__Exercise directions__: Begin at the first line below and copy each line exactly, ending with the line where "of the sandy" appears.

Records for this task section start

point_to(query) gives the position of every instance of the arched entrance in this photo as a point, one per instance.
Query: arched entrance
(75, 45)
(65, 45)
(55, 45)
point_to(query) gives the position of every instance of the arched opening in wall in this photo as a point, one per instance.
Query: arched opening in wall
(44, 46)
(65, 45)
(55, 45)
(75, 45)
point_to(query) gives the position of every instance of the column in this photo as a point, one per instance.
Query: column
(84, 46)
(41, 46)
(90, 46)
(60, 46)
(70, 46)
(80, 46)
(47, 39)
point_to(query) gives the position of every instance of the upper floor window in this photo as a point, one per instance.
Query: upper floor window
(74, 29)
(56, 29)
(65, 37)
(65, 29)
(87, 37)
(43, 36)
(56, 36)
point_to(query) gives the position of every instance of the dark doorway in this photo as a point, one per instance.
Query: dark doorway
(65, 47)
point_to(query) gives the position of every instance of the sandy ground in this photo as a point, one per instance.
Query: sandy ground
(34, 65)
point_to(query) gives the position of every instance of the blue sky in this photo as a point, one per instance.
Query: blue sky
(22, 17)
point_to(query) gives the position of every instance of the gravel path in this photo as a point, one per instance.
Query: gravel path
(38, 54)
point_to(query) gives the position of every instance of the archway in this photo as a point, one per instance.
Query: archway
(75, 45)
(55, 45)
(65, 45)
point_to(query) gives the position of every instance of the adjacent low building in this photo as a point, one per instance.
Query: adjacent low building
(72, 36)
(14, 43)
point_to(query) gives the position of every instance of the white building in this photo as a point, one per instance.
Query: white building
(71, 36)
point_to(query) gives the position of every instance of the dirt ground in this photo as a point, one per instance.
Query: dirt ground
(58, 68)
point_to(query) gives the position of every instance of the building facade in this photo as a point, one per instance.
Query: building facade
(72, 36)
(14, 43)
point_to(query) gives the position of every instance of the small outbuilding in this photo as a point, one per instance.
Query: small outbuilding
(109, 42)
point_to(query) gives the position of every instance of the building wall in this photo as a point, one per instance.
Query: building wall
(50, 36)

Records for this task section end

__Reply to the task__:
point_to(query) gives the position of every instance of the arched entrance in this photo as a point, one per instance.
Query: arched entrance
(75, 45)
(65, 45)
(55, 45)
point_to(query) gives the position of every instance of the arched opening in wall in this photo as a point, one per instance.
Query: arched opening in wall
(44, 46)
(65, 45)
(55, 45)
(75, 45)
point_to(query) gives the position of every instance of the column in this photo as a point, one per instance.
Query: column
(84, 46)
(41, 46)
(90, 46)
(60, 46)
(70, 46)
(80, 46)
(47, 39)
point_to(query) gives the position of every instance of the upper floor window in this photo as a point, one per instance.
Query: upper floor window
(74, 29)
(56, 29)
(65, 37)
(65, 29)
(87, 37)
(43, 36)
(56, 36)
point_to(query) gives the position of every instance of the dark doorway in this photo as a point, one per instance.
Query: dark doorway
(65, 47)
point_to(query) gives the position of every instance of the sandy ground in this photo as a point, one per instance.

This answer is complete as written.